DOCUMENT EXTRACT ::
** start **

Dancing with Tears in My Eyes is a 1997 compilation from British band Ultravox covering their output with Midge Ure, from 1980 to 1987. It was re-released in 2003 as The Best Of Ultravox with a different cover but identical tracks.

On this compilation, "Love's Great Adventure" is erroneously listed as "Love's Great Adventure (Live)" – it is the standard single version. The "(live)" label applies to the next track, "White China", which is a B-side on the "Love's Great Adventure" single.

Most of Ultravox's 1980s singles are represented, along with several rarer B-sides.

** end **

PROBLEM SET ::
**1)** Give every year mentioned in the text about the Ultravox compilation.
**2)** Do these statements agree with the text about the Ultravox compilation? Answer yes or no for each, quoting the deciding words. (a) The 2003 re-release contains different tracks from the 1997 compilation. (b) "White China" is the track that is actually live. (c) The compilation includes only A-sides.

DATA RECORDS ::
** start **

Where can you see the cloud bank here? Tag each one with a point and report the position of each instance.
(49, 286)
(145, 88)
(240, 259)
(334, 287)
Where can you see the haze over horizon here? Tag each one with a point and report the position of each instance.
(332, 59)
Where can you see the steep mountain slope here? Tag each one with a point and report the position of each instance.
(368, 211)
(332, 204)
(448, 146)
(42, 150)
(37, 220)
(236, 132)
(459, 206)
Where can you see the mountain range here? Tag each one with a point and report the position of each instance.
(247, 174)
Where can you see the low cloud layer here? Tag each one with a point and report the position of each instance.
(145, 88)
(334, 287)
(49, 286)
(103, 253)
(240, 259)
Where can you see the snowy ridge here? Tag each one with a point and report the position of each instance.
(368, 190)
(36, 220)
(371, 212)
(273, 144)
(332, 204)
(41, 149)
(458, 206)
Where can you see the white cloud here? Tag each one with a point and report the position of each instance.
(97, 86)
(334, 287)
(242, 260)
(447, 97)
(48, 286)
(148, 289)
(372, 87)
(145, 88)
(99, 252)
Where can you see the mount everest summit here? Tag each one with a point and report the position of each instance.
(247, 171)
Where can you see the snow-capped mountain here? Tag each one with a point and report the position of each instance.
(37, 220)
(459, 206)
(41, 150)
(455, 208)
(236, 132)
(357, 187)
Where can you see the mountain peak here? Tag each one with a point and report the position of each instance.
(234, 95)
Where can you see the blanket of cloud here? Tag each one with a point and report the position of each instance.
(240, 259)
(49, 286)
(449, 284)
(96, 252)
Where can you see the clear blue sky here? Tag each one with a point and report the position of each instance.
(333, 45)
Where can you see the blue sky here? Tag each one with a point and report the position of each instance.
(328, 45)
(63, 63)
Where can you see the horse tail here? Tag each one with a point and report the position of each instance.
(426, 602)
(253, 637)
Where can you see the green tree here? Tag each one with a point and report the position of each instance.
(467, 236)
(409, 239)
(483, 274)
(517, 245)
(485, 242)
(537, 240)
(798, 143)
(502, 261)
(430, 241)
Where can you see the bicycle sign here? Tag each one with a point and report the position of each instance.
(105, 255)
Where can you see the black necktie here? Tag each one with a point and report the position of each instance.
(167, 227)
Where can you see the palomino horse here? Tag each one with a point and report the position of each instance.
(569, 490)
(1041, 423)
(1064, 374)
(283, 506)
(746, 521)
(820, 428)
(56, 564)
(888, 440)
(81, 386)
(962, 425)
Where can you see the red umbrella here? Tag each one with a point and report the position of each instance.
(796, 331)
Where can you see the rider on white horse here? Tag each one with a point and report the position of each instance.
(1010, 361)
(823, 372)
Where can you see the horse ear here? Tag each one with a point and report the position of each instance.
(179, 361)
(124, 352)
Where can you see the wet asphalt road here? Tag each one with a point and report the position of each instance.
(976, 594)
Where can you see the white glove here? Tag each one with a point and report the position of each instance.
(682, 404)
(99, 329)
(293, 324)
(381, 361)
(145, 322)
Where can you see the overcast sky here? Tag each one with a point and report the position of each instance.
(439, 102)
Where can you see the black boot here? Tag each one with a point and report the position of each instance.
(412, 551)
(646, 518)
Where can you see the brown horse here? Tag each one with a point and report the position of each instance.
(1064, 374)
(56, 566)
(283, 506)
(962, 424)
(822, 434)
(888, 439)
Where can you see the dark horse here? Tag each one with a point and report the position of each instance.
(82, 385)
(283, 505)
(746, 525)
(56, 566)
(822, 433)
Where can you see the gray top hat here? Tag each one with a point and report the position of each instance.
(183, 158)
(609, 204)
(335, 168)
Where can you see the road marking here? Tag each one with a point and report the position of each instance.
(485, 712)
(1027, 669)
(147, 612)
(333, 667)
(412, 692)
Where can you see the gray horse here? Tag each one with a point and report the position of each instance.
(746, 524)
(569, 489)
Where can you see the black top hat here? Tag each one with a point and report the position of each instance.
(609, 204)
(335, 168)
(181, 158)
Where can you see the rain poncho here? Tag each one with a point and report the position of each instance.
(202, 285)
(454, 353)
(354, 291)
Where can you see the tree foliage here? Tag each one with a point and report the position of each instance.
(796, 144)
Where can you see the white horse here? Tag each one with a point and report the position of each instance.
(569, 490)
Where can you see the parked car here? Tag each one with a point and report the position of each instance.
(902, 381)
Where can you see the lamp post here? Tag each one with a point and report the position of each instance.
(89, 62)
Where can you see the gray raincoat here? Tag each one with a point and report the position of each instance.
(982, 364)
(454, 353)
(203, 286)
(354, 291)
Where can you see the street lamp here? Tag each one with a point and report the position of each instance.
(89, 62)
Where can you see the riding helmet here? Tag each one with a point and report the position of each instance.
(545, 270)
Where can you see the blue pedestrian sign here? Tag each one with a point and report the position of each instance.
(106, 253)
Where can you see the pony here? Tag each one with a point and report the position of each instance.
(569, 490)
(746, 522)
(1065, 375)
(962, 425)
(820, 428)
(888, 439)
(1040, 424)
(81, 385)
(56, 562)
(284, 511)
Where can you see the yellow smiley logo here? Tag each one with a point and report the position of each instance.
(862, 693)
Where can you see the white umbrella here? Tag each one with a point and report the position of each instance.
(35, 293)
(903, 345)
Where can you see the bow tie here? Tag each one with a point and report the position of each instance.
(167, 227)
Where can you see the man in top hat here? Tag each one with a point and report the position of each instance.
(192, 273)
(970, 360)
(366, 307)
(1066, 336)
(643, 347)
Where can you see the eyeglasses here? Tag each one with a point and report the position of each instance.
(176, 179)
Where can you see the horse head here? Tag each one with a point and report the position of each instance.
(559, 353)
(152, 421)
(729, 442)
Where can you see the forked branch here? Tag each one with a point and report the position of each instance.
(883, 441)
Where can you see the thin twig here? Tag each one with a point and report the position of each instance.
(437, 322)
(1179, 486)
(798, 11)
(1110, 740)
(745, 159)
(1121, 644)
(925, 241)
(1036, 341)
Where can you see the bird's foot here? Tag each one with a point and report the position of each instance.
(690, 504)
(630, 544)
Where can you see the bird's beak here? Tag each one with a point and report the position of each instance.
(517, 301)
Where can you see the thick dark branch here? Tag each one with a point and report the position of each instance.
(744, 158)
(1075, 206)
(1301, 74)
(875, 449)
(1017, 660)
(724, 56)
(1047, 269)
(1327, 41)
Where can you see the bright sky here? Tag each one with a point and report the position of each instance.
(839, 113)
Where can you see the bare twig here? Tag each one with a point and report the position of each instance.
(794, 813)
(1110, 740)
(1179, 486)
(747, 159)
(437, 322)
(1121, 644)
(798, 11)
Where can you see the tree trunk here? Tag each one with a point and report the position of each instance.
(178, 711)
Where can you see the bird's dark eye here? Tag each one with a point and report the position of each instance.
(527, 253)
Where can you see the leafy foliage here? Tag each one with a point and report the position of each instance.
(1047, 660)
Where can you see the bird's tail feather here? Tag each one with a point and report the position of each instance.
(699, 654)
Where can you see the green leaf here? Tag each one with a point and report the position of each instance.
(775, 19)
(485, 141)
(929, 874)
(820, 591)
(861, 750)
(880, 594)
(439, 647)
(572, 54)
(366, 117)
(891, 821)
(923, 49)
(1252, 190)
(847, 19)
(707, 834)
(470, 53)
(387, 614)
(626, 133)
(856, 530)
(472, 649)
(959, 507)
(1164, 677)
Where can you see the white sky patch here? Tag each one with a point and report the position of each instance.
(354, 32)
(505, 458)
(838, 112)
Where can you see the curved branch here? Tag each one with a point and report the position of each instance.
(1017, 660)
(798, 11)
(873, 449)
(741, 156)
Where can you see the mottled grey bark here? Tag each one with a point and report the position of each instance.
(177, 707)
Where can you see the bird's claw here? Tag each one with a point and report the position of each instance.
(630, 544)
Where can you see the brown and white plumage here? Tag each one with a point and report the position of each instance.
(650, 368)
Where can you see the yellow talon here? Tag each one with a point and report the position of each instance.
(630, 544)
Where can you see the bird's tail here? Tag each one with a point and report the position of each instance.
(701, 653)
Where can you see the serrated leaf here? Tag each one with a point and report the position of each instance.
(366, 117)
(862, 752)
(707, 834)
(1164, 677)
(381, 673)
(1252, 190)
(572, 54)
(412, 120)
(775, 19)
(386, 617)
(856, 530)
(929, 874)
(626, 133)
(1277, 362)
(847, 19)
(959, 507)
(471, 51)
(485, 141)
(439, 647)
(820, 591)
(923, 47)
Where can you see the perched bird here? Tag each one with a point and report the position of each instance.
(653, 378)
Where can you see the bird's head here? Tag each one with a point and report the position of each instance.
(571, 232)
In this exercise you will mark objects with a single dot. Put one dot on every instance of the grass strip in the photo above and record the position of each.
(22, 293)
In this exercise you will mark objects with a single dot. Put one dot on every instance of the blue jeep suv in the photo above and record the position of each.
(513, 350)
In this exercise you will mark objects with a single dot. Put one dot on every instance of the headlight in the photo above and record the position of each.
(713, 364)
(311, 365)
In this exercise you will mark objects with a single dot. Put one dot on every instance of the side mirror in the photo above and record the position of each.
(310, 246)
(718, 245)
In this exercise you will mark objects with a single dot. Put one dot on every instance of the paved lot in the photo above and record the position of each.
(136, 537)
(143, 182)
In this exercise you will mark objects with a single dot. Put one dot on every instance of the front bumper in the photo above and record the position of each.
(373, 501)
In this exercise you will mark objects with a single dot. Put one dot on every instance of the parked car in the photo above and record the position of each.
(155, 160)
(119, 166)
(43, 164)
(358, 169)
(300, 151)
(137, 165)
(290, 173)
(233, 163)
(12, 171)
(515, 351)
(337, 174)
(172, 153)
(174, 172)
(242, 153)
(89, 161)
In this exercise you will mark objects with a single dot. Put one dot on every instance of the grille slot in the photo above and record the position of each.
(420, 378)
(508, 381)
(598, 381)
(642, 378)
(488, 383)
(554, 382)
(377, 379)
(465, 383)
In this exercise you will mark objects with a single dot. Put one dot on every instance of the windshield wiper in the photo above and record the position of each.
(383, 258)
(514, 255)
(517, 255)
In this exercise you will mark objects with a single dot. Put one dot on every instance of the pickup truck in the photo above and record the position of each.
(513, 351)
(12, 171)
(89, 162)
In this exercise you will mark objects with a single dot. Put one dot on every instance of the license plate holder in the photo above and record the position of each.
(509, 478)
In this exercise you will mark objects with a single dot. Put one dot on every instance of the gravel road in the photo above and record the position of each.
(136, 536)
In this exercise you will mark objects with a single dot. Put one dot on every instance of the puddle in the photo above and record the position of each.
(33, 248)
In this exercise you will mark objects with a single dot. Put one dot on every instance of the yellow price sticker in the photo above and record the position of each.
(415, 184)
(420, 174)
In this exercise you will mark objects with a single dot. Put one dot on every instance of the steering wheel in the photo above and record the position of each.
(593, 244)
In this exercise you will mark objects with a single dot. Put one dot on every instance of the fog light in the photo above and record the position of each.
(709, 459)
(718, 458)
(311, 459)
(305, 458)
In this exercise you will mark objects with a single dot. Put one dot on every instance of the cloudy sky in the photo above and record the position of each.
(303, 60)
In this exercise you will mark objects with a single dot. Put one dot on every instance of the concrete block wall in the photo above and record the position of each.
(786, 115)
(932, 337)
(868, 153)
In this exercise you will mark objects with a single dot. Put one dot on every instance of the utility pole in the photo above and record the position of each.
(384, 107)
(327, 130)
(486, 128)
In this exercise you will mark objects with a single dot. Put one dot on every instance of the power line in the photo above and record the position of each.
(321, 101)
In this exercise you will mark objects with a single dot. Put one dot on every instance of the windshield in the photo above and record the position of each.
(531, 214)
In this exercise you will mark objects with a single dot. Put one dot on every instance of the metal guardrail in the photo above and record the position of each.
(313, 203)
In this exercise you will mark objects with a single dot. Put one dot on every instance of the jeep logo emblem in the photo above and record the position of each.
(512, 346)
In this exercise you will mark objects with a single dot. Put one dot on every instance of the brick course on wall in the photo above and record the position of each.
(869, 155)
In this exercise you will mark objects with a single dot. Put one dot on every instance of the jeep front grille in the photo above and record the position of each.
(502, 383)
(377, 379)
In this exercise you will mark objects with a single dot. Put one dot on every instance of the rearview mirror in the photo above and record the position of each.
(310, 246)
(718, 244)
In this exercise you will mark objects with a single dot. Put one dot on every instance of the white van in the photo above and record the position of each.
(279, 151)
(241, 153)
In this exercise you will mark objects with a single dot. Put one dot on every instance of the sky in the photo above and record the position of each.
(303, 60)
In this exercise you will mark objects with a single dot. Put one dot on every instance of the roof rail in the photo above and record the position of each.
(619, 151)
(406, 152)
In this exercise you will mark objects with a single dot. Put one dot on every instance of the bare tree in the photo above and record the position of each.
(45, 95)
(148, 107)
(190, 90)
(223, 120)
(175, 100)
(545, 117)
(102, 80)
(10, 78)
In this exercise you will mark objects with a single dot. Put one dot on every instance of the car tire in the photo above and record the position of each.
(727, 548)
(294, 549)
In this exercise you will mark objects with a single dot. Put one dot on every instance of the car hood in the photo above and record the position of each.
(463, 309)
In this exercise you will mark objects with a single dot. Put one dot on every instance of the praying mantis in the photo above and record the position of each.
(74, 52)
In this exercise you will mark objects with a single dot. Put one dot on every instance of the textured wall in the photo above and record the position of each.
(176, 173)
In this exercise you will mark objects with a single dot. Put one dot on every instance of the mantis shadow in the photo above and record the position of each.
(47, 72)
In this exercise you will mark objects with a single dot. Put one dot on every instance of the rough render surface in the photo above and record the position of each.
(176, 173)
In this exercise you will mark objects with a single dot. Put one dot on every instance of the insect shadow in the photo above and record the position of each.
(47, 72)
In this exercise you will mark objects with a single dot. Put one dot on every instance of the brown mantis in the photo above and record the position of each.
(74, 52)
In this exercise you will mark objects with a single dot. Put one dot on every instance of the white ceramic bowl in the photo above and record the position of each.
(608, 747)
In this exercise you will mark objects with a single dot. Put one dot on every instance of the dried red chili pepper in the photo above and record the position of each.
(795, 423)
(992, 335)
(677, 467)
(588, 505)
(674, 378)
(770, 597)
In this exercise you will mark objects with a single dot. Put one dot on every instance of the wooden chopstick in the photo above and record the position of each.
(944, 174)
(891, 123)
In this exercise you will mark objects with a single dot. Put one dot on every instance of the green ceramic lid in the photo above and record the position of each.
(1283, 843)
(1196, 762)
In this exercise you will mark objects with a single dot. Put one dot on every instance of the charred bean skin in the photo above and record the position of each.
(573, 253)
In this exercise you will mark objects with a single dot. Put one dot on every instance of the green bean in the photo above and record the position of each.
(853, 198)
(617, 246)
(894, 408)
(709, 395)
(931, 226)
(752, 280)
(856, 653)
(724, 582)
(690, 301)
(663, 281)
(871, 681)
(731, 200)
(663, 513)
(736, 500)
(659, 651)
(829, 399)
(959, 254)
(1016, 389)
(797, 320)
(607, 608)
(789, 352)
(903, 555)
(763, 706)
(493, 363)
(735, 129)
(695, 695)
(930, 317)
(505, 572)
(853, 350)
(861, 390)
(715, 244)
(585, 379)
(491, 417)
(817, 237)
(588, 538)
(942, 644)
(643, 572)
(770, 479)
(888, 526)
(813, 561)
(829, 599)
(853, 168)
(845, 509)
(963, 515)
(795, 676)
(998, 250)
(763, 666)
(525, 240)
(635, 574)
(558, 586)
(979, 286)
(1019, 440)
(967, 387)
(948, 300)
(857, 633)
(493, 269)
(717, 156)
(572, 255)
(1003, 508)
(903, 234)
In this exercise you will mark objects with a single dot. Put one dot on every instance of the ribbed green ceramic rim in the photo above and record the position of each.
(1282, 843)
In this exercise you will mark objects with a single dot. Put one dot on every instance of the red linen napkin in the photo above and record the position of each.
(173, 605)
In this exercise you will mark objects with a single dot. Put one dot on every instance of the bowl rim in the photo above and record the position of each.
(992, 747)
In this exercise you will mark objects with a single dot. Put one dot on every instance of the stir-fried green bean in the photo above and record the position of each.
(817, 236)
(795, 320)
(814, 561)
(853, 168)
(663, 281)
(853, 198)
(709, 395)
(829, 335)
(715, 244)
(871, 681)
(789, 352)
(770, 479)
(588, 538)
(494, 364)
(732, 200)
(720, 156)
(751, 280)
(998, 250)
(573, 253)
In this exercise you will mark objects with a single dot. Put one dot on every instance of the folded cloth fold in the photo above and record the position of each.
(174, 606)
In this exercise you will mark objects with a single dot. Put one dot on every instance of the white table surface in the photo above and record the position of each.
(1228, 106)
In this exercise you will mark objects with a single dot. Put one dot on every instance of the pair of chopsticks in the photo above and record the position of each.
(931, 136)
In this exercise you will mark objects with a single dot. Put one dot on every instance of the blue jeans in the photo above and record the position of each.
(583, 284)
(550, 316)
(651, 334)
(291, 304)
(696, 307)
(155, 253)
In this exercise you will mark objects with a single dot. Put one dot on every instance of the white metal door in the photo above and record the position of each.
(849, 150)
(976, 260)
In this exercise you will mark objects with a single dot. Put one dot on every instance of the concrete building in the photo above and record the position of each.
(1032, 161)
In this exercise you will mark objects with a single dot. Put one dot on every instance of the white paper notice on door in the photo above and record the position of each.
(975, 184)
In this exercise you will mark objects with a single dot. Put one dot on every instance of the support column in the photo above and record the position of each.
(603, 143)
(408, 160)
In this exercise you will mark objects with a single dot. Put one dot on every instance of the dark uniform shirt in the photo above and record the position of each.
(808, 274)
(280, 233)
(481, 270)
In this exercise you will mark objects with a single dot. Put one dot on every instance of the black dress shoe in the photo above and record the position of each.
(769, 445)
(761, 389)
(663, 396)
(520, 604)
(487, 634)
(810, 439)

** end **

ANSWERS BELOW ::
**1)** 1997, 1980, 1987, 2003

**2)**
(a) No: "with a different cover but identical tracks"
(b) Yes: "The "(live)" label applies to the next track, "White China""
(c) No: "along with several rarer B-sides"